**PROBLEM DETAILS**
Copy every line of the entries below word for word, but leave the pictures out.

**Image segmentation entries**
--- start ---
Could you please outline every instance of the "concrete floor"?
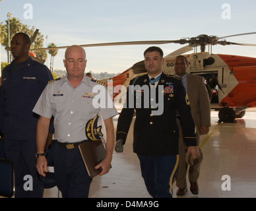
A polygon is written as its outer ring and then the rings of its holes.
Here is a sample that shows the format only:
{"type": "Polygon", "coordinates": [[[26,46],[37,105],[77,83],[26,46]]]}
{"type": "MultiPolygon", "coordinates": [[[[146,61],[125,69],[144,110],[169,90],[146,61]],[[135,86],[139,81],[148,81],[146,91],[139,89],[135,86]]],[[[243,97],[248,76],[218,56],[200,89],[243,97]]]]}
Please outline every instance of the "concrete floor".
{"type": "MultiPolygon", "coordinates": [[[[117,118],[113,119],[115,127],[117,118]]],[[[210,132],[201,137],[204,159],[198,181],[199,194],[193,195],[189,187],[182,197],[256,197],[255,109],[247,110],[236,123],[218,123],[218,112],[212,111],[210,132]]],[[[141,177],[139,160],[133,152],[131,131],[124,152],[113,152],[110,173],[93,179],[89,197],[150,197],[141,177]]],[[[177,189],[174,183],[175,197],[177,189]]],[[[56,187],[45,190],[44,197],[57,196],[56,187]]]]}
--- end ---
**OUTPUT**
Could you please outline every instance of the "concrete floor"?
A polygon is written as its outer ring and then the rings of its holes.
Here is a sample that shows the format only:
{"type": "Polygon", "coordinates": [[[26,46],[37,105],[77,83],[26,46]]]}
{"type": "MultiPolygon", "coordinates": [[[[146,61],[125,69],[144,110],[169,90],[146,61]],[[135,86],[139,81],[148,81],[146,91],[139,89],[135,86]]],[[[243,97],[248,76],[218,56],[200,89],[243,97]]]]}
Please outline every instance of the "concrete floor".
{"type": "MultiPolygon", "coordinates": [[[[117,118],[113,119],[115,127],[117,118]]],[[[210,132],[201,137],[204,159],[198,181],[199,194],[193,195],[189,187],[182,197],[256,197],[255,109],[247,110],[236,123],[218,123],[218,112],[212,111],[210,132]]],[[[141,177],[139,160],[133,152],[131,131],[124,152],[113,152],[110,173],[93,179],[89,197],[150,197],[141,177]]],[[[177,189],[174,183],[175,197],[177,189]]],[[[56,187],[45,190],[44,197],[57,196],[56,187]]]]}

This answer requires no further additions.